DOCUMENT SEGMENT:

# # # # #

Made some this morning using my Chimay butter from Belgium and Provence herb blend. Now in thr fridge harding up, forgot how strong and sticky raw garlic is. Been using the pre chopped bottles. Can you keep garlic ear in the fridge and if so should it be wraped? One thing I did was mash the garlic like in the video because not a fan bitting into raw chunk.


----------



## experimenter (Aug 26, 2016)

I mixed butter #1 with raspberry powder. #2 with basil powder, #3 with maple powder two years ago, put them in 1# plastic, 'natural' tubs, stuck in freezer for about 3-4 months, now in fridge for the last year and the butter is still good.


----------



## rick alan (Nov 15, 2012)

Sugar is a nice additive too, there is a wonderful little restaurant in Fairhaven MA called Margarets, the owner/chef always always serves the butter whipped butter sugar.  And like Experimentor I find CB lasts a very long time in the fridge, with garlic anyways.

# # # # #

[Records drawn from a data source]

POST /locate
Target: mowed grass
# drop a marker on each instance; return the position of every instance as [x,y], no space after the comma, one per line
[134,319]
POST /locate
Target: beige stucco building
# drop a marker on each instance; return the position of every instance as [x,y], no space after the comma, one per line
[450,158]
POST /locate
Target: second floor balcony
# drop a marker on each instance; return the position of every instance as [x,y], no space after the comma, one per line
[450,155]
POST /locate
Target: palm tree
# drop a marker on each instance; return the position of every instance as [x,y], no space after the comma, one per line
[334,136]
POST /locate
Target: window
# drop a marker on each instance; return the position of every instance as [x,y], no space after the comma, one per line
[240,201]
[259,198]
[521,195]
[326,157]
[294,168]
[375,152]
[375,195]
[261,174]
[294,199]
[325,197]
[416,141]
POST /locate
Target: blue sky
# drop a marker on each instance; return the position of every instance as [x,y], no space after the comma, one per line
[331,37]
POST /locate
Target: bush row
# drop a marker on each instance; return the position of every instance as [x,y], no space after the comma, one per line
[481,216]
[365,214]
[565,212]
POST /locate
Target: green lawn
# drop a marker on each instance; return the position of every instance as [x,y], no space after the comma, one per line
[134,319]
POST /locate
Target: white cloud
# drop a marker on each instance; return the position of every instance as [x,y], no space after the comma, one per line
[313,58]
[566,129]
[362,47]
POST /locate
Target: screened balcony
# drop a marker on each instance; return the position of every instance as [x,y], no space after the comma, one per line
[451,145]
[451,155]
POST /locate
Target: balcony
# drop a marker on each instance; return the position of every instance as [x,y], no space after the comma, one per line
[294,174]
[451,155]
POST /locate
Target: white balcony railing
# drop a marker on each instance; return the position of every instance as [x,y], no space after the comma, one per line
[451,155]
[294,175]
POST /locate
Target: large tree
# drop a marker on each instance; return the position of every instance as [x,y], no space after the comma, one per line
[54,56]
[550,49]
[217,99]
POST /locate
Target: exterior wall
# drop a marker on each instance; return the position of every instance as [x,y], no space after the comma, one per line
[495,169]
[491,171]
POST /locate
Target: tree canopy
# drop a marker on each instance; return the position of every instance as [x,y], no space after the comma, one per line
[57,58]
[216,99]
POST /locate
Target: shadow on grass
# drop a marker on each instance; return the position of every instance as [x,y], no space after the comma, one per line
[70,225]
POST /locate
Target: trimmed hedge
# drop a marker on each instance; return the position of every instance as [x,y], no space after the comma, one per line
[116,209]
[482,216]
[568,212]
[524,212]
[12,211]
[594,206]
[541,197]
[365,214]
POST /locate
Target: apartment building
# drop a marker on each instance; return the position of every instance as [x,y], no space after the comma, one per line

# # # # #

EXERCISE GOAL:
Continue the forum thread about homemade flavored butter, beginning immediately after its final post.

IN RESPONSE:
----------



## experimenter (Aug 26, 2016)

Rick Alan said:


> Sugar is a nice additive too, there is a wonderful little restaurant in Fairhaven MA called Margarets, the owner/chef always always serves the butter whipped butter sugar. And like Experimentor I find CB lasts a very long time in the fridge, with garlic anyways.


oops, i forgot, yes I added powdered sugar, which might be the reason it's kept so long?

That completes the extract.